Exercise aim.
Output the lines of the records below exactly, beginning at their first line and ending at the line with "[[195, 183], [333, 187]]"; include no pictures.

Input.
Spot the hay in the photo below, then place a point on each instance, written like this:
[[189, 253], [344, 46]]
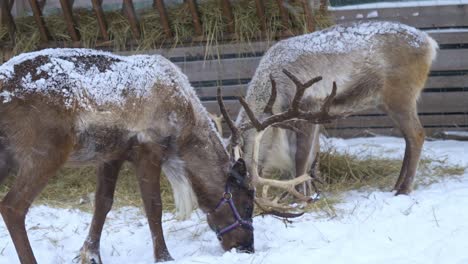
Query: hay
[[246, 25], [340, 172], [75, 188]]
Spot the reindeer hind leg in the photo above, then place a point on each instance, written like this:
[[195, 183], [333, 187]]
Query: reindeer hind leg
[[32, 177], [406, 118], [107, 174], [307, 148]]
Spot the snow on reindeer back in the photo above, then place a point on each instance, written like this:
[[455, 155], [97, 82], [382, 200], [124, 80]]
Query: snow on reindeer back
[[340, 39], [86, 77]]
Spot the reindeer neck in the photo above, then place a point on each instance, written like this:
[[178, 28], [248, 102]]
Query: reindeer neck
[[206, 163]]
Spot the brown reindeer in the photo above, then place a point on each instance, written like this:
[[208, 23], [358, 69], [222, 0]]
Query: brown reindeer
[[380, 65], [78, 107]]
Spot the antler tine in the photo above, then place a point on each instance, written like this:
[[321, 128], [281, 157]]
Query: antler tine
[[269, 107], [300, 88], [250, 114], [234, 130], [329, 99]]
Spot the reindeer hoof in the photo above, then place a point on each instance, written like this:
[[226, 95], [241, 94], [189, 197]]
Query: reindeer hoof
[[89, 257], [403, 191], [164, 257]]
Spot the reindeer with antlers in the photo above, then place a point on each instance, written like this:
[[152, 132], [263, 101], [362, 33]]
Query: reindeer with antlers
[[81, 107], [380, 65]]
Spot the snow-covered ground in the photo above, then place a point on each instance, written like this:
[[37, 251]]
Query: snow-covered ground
[[429, 226]]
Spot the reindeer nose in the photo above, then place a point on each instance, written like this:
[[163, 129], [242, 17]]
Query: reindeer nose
[[245, 248]]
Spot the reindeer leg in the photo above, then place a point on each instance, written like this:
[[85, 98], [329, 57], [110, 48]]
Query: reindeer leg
[[148, 170], [31, 179], [406, 118], [107, 174], [307, 148]]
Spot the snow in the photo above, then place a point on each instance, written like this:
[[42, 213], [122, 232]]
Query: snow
[[429, 226], [389, 4], [373, 14], [100, 78]]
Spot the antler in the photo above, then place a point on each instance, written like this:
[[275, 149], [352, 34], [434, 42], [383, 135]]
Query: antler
[[281, 120]]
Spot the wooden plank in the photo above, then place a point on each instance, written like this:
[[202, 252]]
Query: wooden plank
[[97, 7], [227, 13], [68, 15], [385, 121], [244, 68], [418, 16], [203, 50], [449, 102], [261, 14], [359, 132], [230, 90], [433, 82], [195, 17], [449, 36], [37, 11], [129, 11], [447, 81], [159, 5], [231, 106], [284, 16], [451, 60]]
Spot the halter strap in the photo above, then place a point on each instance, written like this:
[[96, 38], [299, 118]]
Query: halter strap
[[227, 198]]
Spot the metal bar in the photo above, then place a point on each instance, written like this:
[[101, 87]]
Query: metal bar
[[97, 6], [68, 15], [310, 24], [129, 11], [159, 5], [261, 14], [37, 11], [227, 13], [195, 17]]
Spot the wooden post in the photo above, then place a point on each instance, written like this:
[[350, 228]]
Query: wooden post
[[7, 19], [284, 17], [10, 5], [195, 17], [323, 6], [261, 14], [310, 24], [97, 6], [129, 11], [227, 13], [68, 15], [37, 11], [159, 5]]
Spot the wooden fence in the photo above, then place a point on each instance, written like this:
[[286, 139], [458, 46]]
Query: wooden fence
[[443, 104]]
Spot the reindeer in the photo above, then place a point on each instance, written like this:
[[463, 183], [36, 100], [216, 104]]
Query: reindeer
[[78, 107], [381, 65]]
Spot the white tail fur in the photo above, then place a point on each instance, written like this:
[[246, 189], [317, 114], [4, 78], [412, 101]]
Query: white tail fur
[[184, 197]]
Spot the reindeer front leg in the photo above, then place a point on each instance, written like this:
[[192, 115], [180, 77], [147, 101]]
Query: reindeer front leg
[[107, 174], [148, 168]]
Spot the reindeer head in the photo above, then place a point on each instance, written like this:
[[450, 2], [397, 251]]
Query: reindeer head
[[272, 205], [237, 202]]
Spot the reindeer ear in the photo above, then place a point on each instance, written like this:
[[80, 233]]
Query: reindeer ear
[[238, 172]]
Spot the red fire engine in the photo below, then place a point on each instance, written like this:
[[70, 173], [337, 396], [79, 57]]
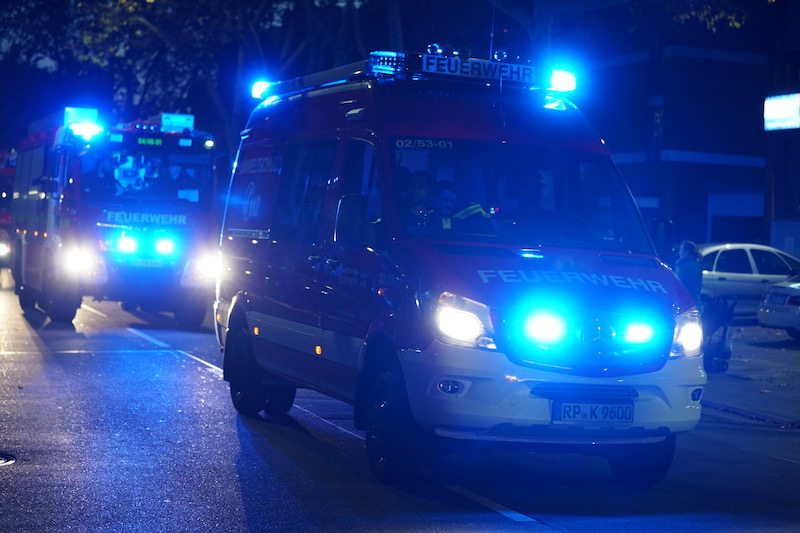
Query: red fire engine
[[123, 213], [6, 184]]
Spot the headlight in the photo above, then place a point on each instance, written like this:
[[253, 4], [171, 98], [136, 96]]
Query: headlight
[[464, 321], [205, 267], [688, 337], [78, 261]]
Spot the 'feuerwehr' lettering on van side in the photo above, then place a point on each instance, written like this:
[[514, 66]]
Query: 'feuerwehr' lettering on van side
[[552, 276]]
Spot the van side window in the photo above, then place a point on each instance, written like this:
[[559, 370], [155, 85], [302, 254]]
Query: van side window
[[360, 177], [302, 192]]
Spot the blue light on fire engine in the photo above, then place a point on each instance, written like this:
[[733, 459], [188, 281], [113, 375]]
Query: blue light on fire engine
[[555, 328], [563, 81], [129, 244], [86, 130]]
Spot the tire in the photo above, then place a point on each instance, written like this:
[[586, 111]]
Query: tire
[[61, 302], [394, 453], [27, 297], [247, 394], [642, 465], [280, 399]]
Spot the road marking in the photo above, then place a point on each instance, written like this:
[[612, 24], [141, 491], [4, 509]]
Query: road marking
[[494, 506], [148, 338], [217, 371], [769, 455], [340, 428], [486, 502], [93, 310]]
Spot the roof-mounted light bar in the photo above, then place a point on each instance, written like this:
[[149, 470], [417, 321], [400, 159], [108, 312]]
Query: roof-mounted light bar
[[436, 65], [402, 65]]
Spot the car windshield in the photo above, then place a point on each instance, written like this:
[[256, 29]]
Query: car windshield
[[179, 179], [513, 194]]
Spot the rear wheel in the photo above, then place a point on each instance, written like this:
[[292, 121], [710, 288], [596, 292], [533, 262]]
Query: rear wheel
[[642, 464], [395, 453]]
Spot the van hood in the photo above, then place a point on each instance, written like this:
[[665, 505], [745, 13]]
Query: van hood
[[598, 296]]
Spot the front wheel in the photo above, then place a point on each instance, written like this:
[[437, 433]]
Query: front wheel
[[27, 297], [247, 395], [642, 465], [61, 300], [394, 454]]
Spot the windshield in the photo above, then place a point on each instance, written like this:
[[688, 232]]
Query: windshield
[[160, 178], [514, 194]]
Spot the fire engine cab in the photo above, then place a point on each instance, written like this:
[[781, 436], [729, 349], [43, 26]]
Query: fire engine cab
[[122, 213], [449, 247]]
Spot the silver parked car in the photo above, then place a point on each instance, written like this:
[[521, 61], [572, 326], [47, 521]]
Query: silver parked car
[[743, 271], [780, 307]]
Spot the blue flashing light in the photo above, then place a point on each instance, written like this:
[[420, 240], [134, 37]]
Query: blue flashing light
[[165, 246], [127, 244], [563, 81], [638, 333], [259, 88]]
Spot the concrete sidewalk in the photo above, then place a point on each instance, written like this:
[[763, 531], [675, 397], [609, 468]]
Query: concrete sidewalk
[[763, 378]]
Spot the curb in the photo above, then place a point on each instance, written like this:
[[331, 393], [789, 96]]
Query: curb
[[751, 414]]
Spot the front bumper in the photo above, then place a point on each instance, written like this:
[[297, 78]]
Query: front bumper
[[467, 394], [779, 317]]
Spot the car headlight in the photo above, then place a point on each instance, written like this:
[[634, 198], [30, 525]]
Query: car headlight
[[463, 321], [687, 340]]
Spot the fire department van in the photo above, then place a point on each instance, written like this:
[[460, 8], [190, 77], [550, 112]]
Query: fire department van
[[451, 250], [122, 213]]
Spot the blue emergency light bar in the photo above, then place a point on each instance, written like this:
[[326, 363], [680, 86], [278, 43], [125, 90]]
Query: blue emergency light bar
[[403, 65]]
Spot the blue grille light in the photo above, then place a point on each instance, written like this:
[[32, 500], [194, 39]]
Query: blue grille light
[[165, 246], [127, 244], [546, 327], [638, 333]]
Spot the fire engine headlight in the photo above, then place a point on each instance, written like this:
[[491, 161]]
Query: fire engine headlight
[[204, 268], [165, 246], [688, 337], [463, 321], [545, 328], [77, 261]]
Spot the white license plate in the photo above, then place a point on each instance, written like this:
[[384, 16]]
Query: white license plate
[[779, 299], [608, 413]]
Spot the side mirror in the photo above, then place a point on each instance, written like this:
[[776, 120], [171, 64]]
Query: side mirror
[[350, 215], [661, 233]]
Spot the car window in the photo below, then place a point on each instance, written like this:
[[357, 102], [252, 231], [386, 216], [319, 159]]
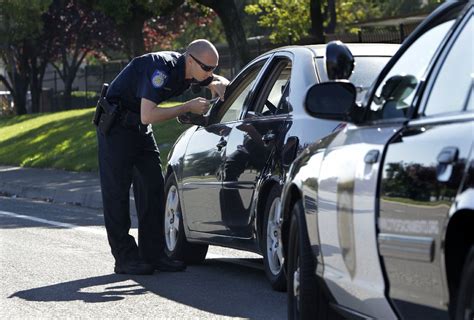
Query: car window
[[233, 105], [273, 100], [394, 95], [453, 84], [366, 69]]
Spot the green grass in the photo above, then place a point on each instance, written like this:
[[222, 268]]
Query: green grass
[[64, 140]]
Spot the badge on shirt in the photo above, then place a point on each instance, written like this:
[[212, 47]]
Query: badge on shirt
[[158, 78]]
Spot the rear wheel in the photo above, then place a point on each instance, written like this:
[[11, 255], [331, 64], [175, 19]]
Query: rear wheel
[[176, 245], [465, 298], [306, 299], [272, 249]]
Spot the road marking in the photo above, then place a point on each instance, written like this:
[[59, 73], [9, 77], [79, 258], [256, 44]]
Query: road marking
[[55, 223], [102, 232]]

The completed task.
Spot the hay in the photo below, then place a point on each instance, written like this:
[[189, 253], [344, 46]]
Query: hay
[[246, 25], [340, 172], [75, 188]]
Spot the reindeer hind leg in the photo above, then place a point on each instance, written like this:
[[195, 183], [333, 187]]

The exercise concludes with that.